> **Task to carry out**: Rewrite the entries from the beginning up to and including the line with "181,211,282,339", shifting every bounding-box coordinate in the answers up by 90. Copy the requests as they are, including the sample numbers in their format descriptions.

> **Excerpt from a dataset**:
* * * * * * *

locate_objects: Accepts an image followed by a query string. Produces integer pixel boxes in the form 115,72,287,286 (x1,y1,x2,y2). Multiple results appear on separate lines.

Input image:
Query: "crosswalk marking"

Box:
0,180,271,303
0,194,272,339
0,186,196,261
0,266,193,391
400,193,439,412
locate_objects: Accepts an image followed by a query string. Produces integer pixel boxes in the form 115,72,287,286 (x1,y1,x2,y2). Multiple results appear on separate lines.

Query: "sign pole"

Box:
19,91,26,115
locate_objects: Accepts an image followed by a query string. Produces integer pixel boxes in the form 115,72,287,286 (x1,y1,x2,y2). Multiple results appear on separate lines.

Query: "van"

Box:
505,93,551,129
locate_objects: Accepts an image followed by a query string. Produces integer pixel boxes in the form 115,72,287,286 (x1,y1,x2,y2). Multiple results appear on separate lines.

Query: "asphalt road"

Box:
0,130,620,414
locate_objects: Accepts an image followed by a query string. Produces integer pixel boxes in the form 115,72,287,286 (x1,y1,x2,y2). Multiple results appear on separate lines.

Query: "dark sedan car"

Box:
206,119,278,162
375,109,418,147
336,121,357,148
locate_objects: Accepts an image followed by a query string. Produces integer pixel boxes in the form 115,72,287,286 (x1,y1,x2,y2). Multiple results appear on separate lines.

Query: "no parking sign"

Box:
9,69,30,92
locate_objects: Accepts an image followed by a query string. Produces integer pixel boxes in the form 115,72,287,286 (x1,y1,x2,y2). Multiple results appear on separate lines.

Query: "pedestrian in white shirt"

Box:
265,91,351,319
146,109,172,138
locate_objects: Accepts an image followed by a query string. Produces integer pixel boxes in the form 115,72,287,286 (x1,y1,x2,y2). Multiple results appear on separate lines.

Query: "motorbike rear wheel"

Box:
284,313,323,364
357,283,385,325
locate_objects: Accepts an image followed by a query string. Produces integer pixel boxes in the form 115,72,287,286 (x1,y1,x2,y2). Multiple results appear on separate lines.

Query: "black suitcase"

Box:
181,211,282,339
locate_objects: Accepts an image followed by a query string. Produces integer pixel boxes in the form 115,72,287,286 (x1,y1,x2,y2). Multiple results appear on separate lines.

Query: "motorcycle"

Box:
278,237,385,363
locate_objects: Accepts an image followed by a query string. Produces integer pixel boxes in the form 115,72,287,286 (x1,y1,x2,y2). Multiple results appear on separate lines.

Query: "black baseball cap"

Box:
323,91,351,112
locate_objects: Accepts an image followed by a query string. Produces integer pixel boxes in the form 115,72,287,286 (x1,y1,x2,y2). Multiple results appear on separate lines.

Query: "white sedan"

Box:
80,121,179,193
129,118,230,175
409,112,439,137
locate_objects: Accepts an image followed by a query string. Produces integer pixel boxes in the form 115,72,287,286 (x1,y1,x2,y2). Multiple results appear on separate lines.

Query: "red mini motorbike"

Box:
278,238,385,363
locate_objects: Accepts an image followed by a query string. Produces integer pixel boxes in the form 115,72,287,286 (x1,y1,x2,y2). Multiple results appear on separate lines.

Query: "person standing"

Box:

* * * * * * *

> **Problem solution**:
locate_objects: Accepts an image followed by a query string. Produces integer pixel boxes in the form 115,72,287,286 (x1,y1,x2,y2). Multiple results appear on separate lines.

Input image:
Query: "crosswalk marking"

Box:
90,270,361,393
90,284,362,429
90,276,286,351
90,356,283,481
490,283,529,502
locate_objects: Accepts an image followed by a query string. Produces integer pixel boxes in the form 115,72,287,286 (x1,y1,x2,y2). Multiple results appear on separate lines.

Query: "sign pole"

Box:
109,181,116,205
locate_objects: Accepts an image followed by a query string. Produces integer pixel boxes in the form 115,72,287,286 (x1,y1,x2,y2). Multiple results appear on separate lines.

Query: "van"

Box:
595,183,641,219
locate_objects: Accepts an image followed by a query string. Produces integer pixel boxes in the form 115,72,287,286 (x1,y1,x2,y2). Multiple results appear on separate lines.

Query: "asphalt road"

Box:
90,220,710,504
locate_objects: Accepts an image followed by a query string. Produces integer pixel boxes in the form 115,72,287,286 (x1,y1,x2,y2). Multiple results appear on separate lines.

Query: "dark sedan car"

Box:
296,209,368,252
465,199,508,237
426,211,447,238
locate_objects: Accepts an image followed by a query string. Produces integer pixel boxes in the form 115,72,287,286 (x1,y1,x2,y2). Multiple results appear on separate lines.

Query: "no parking sign"

Box:
99,159,120,182
locate_objects: Accepts an image followed by a query string. Produces integer pixel boxes in the form 115,72,287,286 (x1,y1,x2,y2). Multiple results appear on separate lines.

Query: "pedestrian in white shirt"

Box:
355,181,441,409
236,199,262,228
locate_objects: Accepts an image followed by a query string. Produces integer pixel boxes in the form 115,72,287,286 (x1,y1,x2,y2). Multiple results appear on separate lines.

Query: "motorbike rear wheel"

Box:
374,403,413,454
447,373,475,415
locate_objects: Accepts an image followed by a query string. Produces integer pixel boxes in the form 115,72,287,286 (x1,y1,x2,y2). Multiple results appear on separate lines.

Query: "black suitcase"

Box:
271,301,372,429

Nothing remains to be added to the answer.